- Instructions for the task -
Extract every line in the items below that contains the word "plant".

- Excerpted records -
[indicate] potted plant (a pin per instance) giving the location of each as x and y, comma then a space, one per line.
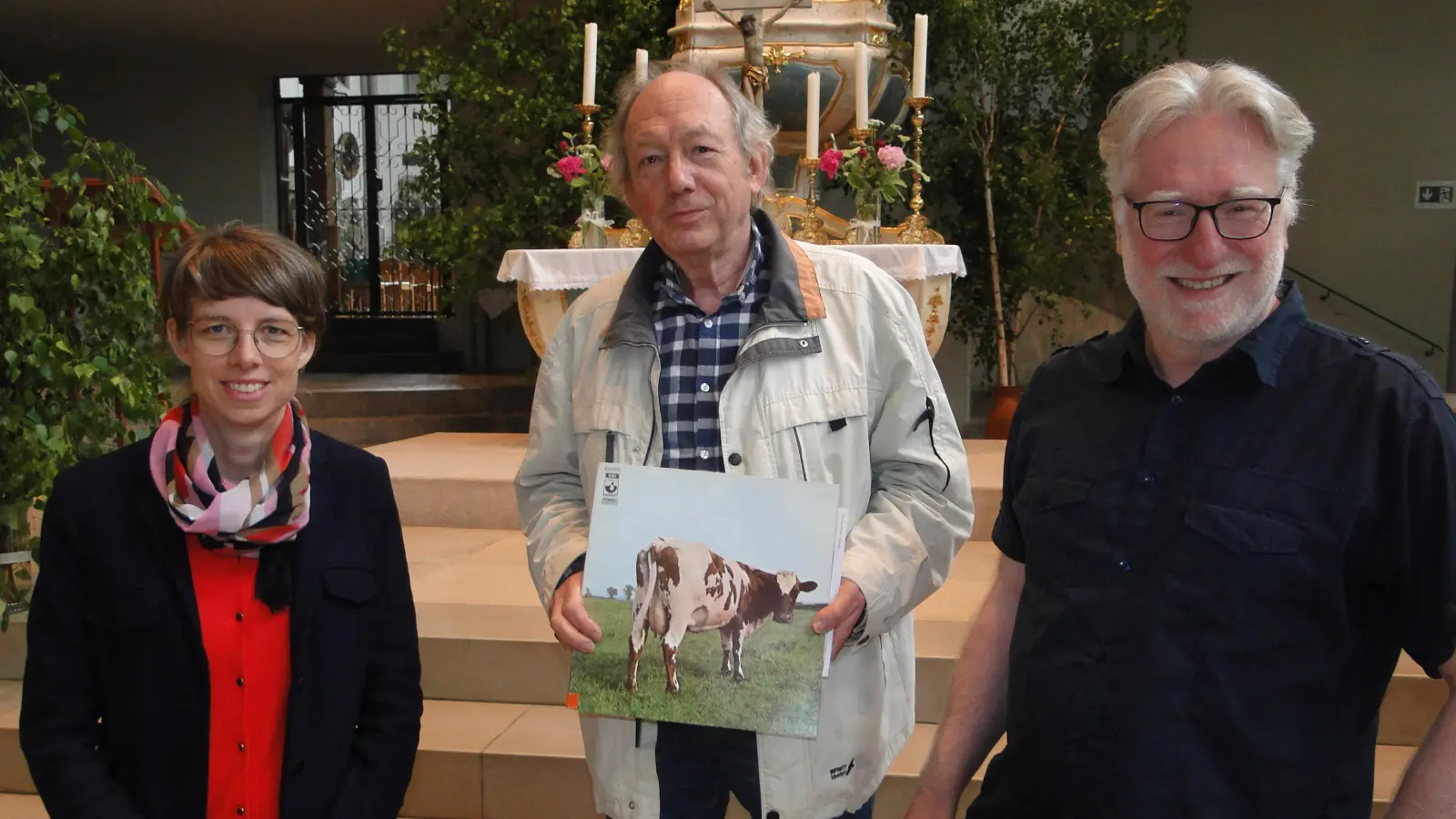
499, 75
82, 366
1021, 89
584, 167
871, 169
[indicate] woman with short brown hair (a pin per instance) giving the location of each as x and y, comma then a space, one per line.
223, 622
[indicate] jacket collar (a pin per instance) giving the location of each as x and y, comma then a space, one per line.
794, 292
1264, 347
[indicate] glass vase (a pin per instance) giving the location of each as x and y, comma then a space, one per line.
864, 229
593, 222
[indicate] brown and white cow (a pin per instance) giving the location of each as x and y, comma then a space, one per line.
683, 586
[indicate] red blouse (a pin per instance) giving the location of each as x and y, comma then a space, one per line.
248, 659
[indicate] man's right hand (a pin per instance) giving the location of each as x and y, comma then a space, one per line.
568, 618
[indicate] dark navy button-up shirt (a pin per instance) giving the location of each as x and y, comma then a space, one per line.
1220, 577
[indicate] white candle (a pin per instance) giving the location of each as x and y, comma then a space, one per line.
861, 85
812, 120
589, 73
922, 24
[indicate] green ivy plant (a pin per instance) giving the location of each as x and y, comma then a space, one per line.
82, 366
501, 79
1019, 92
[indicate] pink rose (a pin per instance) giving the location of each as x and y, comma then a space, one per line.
571, 167
829, 162
892, 157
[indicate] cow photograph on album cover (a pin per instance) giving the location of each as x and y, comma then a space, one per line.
703, 586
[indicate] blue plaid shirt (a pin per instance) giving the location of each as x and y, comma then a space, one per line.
698, 353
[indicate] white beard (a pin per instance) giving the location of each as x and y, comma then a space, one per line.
1241, 307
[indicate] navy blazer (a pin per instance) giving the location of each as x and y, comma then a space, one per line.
114, 712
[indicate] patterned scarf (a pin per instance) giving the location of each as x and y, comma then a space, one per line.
254, 518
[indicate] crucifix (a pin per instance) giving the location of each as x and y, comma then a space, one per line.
752, 28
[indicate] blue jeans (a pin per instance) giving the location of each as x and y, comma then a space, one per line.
698, 767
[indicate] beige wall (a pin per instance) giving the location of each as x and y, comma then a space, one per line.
1380, 82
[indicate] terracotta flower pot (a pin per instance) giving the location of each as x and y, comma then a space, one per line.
1004, 405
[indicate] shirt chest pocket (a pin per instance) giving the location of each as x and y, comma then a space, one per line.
822, 436
1274, 583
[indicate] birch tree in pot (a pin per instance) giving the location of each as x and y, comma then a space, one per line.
82, 368
1021, 87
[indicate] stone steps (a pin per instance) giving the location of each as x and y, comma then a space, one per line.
497, 741
504, 761
369, 410
484, 636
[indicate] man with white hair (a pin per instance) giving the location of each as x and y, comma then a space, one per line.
733, 349
1220, 526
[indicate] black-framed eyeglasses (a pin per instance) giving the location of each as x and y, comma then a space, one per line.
1171, 220
274, 339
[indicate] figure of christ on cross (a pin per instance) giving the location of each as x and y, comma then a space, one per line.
754, 73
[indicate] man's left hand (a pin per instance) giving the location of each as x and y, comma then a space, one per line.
842, 614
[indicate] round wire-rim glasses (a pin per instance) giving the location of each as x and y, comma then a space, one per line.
1174, 220
273, 339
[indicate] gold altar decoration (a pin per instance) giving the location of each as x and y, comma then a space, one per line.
916, 228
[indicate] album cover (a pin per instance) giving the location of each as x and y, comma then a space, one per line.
703, 586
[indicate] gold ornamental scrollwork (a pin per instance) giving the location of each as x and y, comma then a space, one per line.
779, 57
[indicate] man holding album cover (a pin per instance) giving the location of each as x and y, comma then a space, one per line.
733, 349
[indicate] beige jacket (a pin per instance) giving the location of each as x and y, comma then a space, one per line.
837, 339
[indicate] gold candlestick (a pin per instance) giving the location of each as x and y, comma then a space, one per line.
916, 229
812, 228
586, 120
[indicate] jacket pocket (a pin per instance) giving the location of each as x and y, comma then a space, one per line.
353, 584
1242, 531
822, 436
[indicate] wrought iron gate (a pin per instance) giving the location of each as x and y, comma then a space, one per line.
342, 167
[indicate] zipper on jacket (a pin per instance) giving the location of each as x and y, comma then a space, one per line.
804, 467
747, 339
929, 416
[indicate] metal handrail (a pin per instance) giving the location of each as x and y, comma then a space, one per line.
1431, 346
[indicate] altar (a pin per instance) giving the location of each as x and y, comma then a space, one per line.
546, 280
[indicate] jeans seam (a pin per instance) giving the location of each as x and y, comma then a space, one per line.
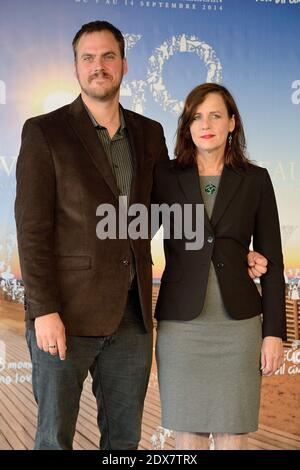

- The reply -
[indicate] potted plant (a pin per instance) giving the location of each as x and y, comma then a space, one per line.
[indicate] green ivy plant (a pin per instance) giving the location of each as x and y, comma then a space, one per line.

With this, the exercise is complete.